**** SOURCE TEXT ****
Revised

Revised by David Trinklein
Horticulture Extension State Specialist
Division of Plant Sciences & Technology

A cold frame is a rudimentary plant forcing structure used to protect plants. It has no artificial heat added. The temperature inside the structure generally is not more than 5 to 10 degrees above the outside temperature. A mat or blanket may be placed over the frame on cold nights to conserve heat, but this increases temperature by only a few degrees. There are times, however, when a few degrees can be very important.

Cold frames are used to provide shelter for tender perennials, to "harden off" seedling plants or to start cold-tolerant plants such as pansies, cabbage or lettuce earlier than they can be started in open soil. It may also be used to overwinter summer-rooted cuttings of woody plants.

Basically, a hotbed is a heated cold frame. In many ways it is a miniature greenhouse, providing the same benefits with limited space at minimal expense. It is a means for extending the growing season. It is most often used to give an early start to warm-season vegetables such as tomato, pepper or melon. They may also be used to root cuttings of some woody plants.

Location

Hotbeds and cold frames should have a southern exposure to receive the maximum amount of sunlight. To reduce the cost of heating, use a north or northwest windbreak. This may be provided by a building, bales of hay or straw, a tight board fence or an evergreen hedge.

Note
Windbreaks should never shade the cold frame or hotbed.

The site should have good natural drainage so there will not be excess moisture beneath the bed. If the hotbed is below ground level, excellent drainage is essential to keep water from entering or accumulating during heavy rains. If natural drainage is not good, use drainage tile or a thick layer of coarse gravel. If this is not practical, beds may also be built above ground level for proper drainage. However, this will result in a greater heat loss.

Locate beds near the house where they can be given frequent attention (Figure 1). A convenient water supply should be available. If the structure is to be heated electrically, have outlets reasonably close by.
**** PROVIDED MATERIAL ****
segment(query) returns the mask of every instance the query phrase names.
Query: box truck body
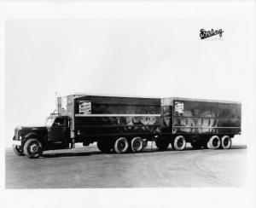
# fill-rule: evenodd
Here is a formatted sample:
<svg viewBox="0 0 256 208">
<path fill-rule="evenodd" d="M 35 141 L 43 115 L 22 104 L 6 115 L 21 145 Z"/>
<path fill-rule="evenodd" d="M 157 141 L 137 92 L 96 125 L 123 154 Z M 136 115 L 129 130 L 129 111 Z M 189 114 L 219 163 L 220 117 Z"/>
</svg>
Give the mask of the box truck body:
<svg viewBox="0 0 256 208">
<path fill-rule="evenodd" d="M 157 135 L 161 125 L 160 99 L 68 95 L 58 112 L 71 118 L 72 137 Z"/>
<path fill-rule="evenodd" d="M 71 95 L 57 99 L 57 113 L 44 127 L 18 127 L 14 149 L 36 158 L 49 149 L 96 142 L 104 153 L 142 151 L 148 141 L 160 150 L 231 147 L 241 134 L 241 103 L 188 98 Z"/>
</svg>

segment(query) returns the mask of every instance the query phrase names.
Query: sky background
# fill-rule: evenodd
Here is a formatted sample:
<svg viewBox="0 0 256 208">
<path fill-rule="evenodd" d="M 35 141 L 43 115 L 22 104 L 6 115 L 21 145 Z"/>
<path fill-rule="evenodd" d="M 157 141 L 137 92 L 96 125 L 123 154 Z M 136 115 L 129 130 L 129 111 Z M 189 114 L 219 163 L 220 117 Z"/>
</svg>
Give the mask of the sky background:
<svg viewBox="0 0 256 208">
<path fill-rule="evenodd" d="M 241 84 L 252 75 L 251 25 L 247 19 L 7 20 L 6 144 L 16 125 L 44 124 L 55 91 L 243 101 L 251 87 Z M 223 37 L 201 40 L 201 28 L 223 29 Z"/>
</svg>

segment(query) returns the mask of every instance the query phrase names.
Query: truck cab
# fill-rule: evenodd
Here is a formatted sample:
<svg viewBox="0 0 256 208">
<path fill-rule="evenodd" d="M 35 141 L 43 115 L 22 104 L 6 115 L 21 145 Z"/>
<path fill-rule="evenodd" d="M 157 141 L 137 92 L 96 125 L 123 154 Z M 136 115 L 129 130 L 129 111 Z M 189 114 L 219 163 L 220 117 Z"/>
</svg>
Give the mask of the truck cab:
<svg viewBox="0 0 256 208">
<path fill-rule="evenodd" d="M 15 153 L 28 158 L 39 157 L 44 150 L 69 147 L 70 118 L 51 114 L 45 126 L 19 126 L 13 137 Z"/>
</svg>

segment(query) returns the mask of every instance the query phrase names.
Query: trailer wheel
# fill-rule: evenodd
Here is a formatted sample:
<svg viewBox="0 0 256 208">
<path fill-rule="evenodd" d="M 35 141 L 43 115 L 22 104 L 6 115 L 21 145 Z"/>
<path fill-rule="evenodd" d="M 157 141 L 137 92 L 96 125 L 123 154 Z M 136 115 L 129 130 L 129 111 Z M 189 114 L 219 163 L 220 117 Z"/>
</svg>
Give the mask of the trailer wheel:
<svg viewBox="0 0 256 208">
<path fill-rule="evenodd" d="M 186 141 L 184 136 L 177 136 L 173 140 L 172 145 L 175 150 L 183 150 L 186 147 Z"/>
<path fill-rule="evenodd" d="M 24 153 L 29 159 L 36 159 L 43 153 L 43 145 L 38 139 L 28 139 L 24 145 Z"/>
<path fill-rule="evenodd" d="M 221 147 L 223 149 L 229 149 L 231 147 L 232 140 L 229 136 L 224 136 L 221 137 Z"/>
<path fill-rule="evenodd" d="M 133 153 L 141 152 L 143 149 L 143 141 L 141 137 L 134 137 L 131 142 L 131 148 Z"/>
<path fill-rule="evenodd" d="M 108 139 L 104 140 L 99 140 L 97 142 L 97 147 L 99 150 L 101 150 L 104 153 L 109 153 L 112 149 L 112 144 L 111 142 Z"/>
<path fill-rule="evenodd" d="M 212 136 L 207 143 L 207 147 L 210 149 L 218 149 L 220 147 L 220 139 L 218 136 Z"/>
<path fill-rule="evenodd" d="M 155 141 L 155 145 L 160 150 L 166 150 L 169 147 L 170 142 L 166 138 L 159 138 Z"/>
<path fill-rule="evenodd" d="M 129 147 L 128 141 L 125 137 L 118 138 L 114 142 L 113 150 L 116 153 L 124 153 Z"/>
<path fill-rule="evenodd" d="M 15 145 L 14 146 L 14 151 L 18 156 L 24 156 L 23 150 L 20 148 L 20 147 Z"/>
</svg>

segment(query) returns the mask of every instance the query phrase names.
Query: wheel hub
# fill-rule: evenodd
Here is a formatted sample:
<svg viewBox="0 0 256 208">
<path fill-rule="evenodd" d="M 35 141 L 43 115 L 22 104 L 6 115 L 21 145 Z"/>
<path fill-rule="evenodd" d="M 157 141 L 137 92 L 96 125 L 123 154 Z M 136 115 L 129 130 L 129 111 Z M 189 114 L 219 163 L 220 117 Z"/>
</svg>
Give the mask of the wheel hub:
<svg viewBox="0 0 256 208">
<path fill-rule="evenodd" d="M 183 139 L 179 139 L 179 140 L 177 141 L 177 147 L 183 147 Z"/>
<path fill-rule="evenodd" d="M 32 144 L 31 147 L 30 147 L 30 152 L 31 153 L 36 153 L 37 151 L 38 150 L 38 145 L 36 144 Z"/>
<path fill-rule="evenodd" d="M 228 139 L 224 139 L 224 146 L 227 146 L 229 144 L 229 140 Z"/>
<path fill-rule="evenodd" d="M 136 148 L 136 149 L 138 149 L 141 146 L 141 143 L 139 141 L 136 141 L 134 143 L 133 143 L 133 147 Z"/>
<path fill-rule="evenodd" d="M 212 141 L 212 145 L 214 146 L 214 147 L 217 147 L 218 146 L 218 139 L 214 139 L 213 141 Z"/>
<path fill-rule="evenodd" d="M 119 149 L 123 150 L 125 147 L 125 142 L 124 141 L 120 141 L 118 144 Z"/>
</svg>

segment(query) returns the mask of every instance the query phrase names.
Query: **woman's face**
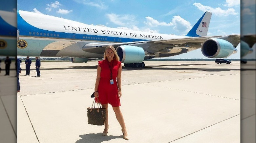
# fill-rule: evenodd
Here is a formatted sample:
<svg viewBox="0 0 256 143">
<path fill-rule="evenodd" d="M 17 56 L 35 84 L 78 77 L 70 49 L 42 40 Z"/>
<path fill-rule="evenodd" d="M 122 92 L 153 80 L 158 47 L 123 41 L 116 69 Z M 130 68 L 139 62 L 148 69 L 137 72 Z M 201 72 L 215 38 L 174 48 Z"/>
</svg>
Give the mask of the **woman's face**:
<svg viewBox="0 0 256 143">
<path fill-rule="evenodd" d="M 110 48 L 108 48 L 106 51 L 106 55 L 108 58 L 108 60 L 111 60 L 114 57 L 114 52 Z"/>
</svg>

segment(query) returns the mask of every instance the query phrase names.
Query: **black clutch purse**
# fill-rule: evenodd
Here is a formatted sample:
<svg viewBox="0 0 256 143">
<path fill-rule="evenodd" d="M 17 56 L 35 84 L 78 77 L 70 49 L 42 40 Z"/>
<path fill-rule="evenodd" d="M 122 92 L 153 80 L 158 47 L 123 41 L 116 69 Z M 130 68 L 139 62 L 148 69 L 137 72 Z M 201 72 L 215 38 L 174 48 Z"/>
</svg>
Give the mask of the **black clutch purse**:
<svg viewBox="0 0 256 143">
<path fill-rule="evenodd" d="M 94 97 L 95 97 L 95 96 L 94 96 L 94 93 L 95 93 L 95 92 L 98 92 L 97 91 L 95 91 L 93 93 L 93 94 L 92 94 L 92 95 L 91 96 L 91 97 L 92 97 L 92 98 L 93 98 Z"/>
</svg>

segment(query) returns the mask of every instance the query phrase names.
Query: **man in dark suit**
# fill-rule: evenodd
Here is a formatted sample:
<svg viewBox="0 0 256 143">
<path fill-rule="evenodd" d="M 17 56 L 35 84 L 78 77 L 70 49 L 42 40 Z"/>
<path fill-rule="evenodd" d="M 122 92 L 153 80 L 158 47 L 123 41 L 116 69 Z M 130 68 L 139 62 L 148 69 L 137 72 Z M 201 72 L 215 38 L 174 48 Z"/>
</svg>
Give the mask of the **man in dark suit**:
<svg viewBox="0 0 256 143">
<path fill-rule="evenodd" d="M 11 63 L 10 59 L 9 58 L 9 56 L 6 57 L 6 59 L 5 60 L 5 75 L 10 75 L 10 66 L 11 64 Z"/>
<path fill-rule="evenodd" d="M 27 59 L 25 60 L 25 64 L 26 64 L 26 74 L 25 75 L 30 75 L 30 64 L 32 63 L 31 60 L 30 59 L 29 57 L 27 57 Z"/>
</svg>

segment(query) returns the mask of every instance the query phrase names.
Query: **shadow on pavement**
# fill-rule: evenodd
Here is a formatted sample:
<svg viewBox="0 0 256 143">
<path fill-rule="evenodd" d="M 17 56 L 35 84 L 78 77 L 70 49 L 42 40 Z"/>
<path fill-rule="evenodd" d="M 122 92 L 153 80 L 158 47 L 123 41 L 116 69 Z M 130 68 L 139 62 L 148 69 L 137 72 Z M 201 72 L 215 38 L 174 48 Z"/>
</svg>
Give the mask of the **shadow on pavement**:
<svg viewBox="0 0 256 143">
<path fill-rule="evenodd" d="M 122 138 L 121 135 L 107 135 L 102 136 L 102 133 L 83 135 L 79 135 L 79 137 L 82 138 L 76 141 L 75 143 L 99 143 L 115 138 Z"/>
</svg>

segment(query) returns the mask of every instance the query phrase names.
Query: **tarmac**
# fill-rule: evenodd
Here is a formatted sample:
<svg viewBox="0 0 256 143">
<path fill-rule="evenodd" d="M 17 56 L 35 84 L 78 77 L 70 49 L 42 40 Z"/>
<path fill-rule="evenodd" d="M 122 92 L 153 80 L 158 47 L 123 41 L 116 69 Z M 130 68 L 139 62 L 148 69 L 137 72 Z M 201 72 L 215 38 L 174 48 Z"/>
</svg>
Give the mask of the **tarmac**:
<svg viewBox="0 0 256 143">
<path fill-rule="evenodd" d="M 24 76 L 25 65 L 22 63 L 21 92 L 16 96 L 17 125 L 12 121 L 14 117 L 9 118 L 9 121 L 5 118 L 9 123 L 1 125 L 5 125 L 8 131 L 0 135 L 12 135 L 9 138 L 15 138 L 17 133 L 19 143 L 239 143 L 249 139 L 240 137 L 241 119 L 255 135 L 255 122 L 253 131 L 253 124 L 246 121 L 255 120 L 255 108 L 240 113 L 240 61 L 230 64 L 214 61 L 144 62 L 143 68 L 122 67 L 120 108 L 128 141 L 122 138 L 110 105 L 107 136 L 101 135 L 104 126 L 88 124 L 86 108 L 93 101 L 90 96 L 94 91 L 96 61 L 42 61 L 40 77 L 35 77 L 33 63 L 30 75 Z M 247 72 L 247 78 L 254 76 L 255 79 L 255 74 Z M 1 87 L 2 92 L 5 87 Z M 253 107 L 255 95 L 242 97 L 251 103 L 247 109 Z M 2 103 L 7 110 L 12 108 Z"/>
</svg>

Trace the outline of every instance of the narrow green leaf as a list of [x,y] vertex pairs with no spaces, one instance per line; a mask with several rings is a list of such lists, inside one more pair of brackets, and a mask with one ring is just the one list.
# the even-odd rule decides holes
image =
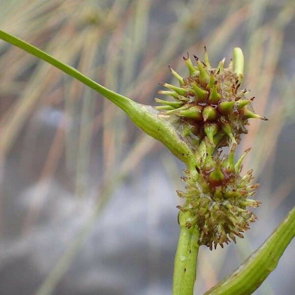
****
=== WHAT IS BEING ASKED ===
Quote the passage of the cold frame and hotbed text from "Locate beds near" up to and including "outlets reasonably close by.".

=== CORRECT RESULT ===
Locate beds near the house where they can be given frequent attention (Figure 1). A convenient water supply should be available. If the structure is to be heated electrically, have outlets reasonably close by.